| EXERCISE DETAILS |
Present the stretch from the start of the items through the line containing "37 248 L 108" as a numbered list, leaving out any blank lines.
:::
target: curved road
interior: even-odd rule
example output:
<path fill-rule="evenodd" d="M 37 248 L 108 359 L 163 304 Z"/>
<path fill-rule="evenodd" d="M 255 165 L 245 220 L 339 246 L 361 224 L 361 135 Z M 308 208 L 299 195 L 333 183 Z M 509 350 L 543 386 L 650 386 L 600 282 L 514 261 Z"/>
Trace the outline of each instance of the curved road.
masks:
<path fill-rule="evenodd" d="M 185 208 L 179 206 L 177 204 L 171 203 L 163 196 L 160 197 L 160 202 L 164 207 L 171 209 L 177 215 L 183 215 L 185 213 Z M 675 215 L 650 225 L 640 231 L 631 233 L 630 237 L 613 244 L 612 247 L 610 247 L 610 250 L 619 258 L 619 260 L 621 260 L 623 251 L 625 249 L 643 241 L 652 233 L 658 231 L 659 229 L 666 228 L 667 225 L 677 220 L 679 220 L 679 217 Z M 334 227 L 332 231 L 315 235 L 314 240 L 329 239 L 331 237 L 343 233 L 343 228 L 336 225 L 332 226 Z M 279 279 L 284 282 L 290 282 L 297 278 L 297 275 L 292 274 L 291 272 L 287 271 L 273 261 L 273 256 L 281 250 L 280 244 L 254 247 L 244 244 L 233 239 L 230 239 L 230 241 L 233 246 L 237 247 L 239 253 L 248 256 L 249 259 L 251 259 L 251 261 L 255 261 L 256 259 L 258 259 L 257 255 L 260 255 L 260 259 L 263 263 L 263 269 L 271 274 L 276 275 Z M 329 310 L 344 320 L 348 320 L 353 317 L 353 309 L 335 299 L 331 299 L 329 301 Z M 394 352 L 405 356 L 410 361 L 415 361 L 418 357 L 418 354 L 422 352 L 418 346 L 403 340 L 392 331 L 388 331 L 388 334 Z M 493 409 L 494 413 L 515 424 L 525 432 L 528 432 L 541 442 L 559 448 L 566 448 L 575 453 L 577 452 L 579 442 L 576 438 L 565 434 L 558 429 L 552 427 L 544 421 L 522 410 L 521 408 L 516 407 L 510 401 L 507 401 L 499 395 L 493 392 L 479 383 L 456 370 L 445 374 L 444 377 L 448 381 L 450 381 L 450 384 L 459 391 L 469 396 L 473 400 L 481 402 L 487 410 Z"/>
:::
| REPLY TO THE EXERCISE |
1. target: curved road
2. interior: even-odd rule
3. example output:
4. <path fill-rule="evenodd" d="M 37 248 L 108 359 L 163 304 Z"/>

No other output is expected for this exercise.